→ **Things to do**
**1)** According to the jam-making passage, where did the couple find a unit for their Jammery?
**2)** Continue the jam-making memoir from where it stops.
[Begin Given passage]
But my actual career in jam making began much later. Married and with two young daughters, Philippa and Maddy, Hugh and I upped sticks from a secure Home Counties life and headed west. Crazy, crazy our friends said, as we converted part of an old pig farm in Dorset into our Jammery. We had bought Thursday Cottage, a small preserve-making business that specialised in marmalade, jam and fruit curd. Part of the deal was that we had to move it from its well-established premises to a new place. This wasnt easy. Land was selling at sky-high prices for housing too costly for anything large and industrial, or an artisanal jam kitchen without economies of scale. In the end, we found a unit, still full of snuffling pigs, on a farm near Lyme Regis and took the plunge; having bought and refurbished it, we relocated the business. Sometimes I look back with amazement at the apparent ease with which we changed our lives, yet somehow at the time it simply felt like the right thing to do.
I had made jam and marmalade before, but now it was one, two, three thousand jars a day; this was completely different from stocking the larder for the family. With a small team of inexperienced but enthusiastic employees, it really was in at the deep end as we grasped our wooden spoons with a fiery determination and learnt about jars, lids and all things jammy, striving to make the best sweet preserves in the country.
[End Given passage]
[Begin Data shown]
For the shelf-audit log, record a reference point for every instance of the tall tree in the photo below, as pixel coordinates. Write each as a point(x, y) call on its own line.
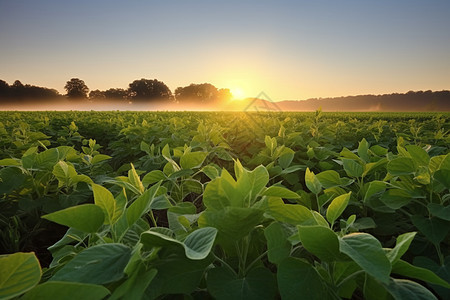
[End Data shown]
→ **Answers to the tasks**
**1)** On a farm near Lyme Regis.

**2)**
I had never thought of myself as competitive, but when our preserves were included on a taste panel or entered into a food award I was only ever interested in the highest accolade; there was no point in bronze or silver if there was gold to be had! Thirteen years on, Thursday Cottage was awarded the Best Speciality Food Producer by The Guild of Fine Food in 2001 a remarkable achievement for a jam maker as this is normally considered to be a humble craft and we were very proud indeed.
Our preserves were now sold by top shops and independents throughout Britain, and indeed all over the world. We had many loyal followers and nothing would delight us more than hearing that a Thursday Cottage jar had been spotted on an isolated island or in some other remote spot. Yet we still made our products in the same small batches (1824 jars in each pan) that we always had done; the way we operated was an absolute testament to how efficient a small business can be.
A year or so after our award, we were approached by the renowned Essex preserve makers Wilkin & Sons, who were keen to acquire our brand. It was a difficult choice to sell the business, but the right one. It gives me great pleasure to know that Thursday Cottage lives on and its top-notch products are still made to their original recipes.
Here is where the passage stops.